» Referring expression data
_ _ _
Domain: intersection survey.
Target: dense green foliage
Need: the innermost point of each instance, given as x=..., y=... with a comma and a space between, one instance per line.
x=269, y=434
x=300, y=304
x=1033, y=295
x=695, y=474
_ _ _
» YOUR INSTRUCTIONS
Retype each of the records, word for word, with nothing added or dropped.

» WRITTEN RESPONSE
Domain: intersection survey.
Target: dense green foliage
Need: the innermost point of each instance, given as x=..., y=... with a comma and a space between, one instance per line.
x=269, y=434
x=300, y=304
x=1033, y=295
x=695, y=474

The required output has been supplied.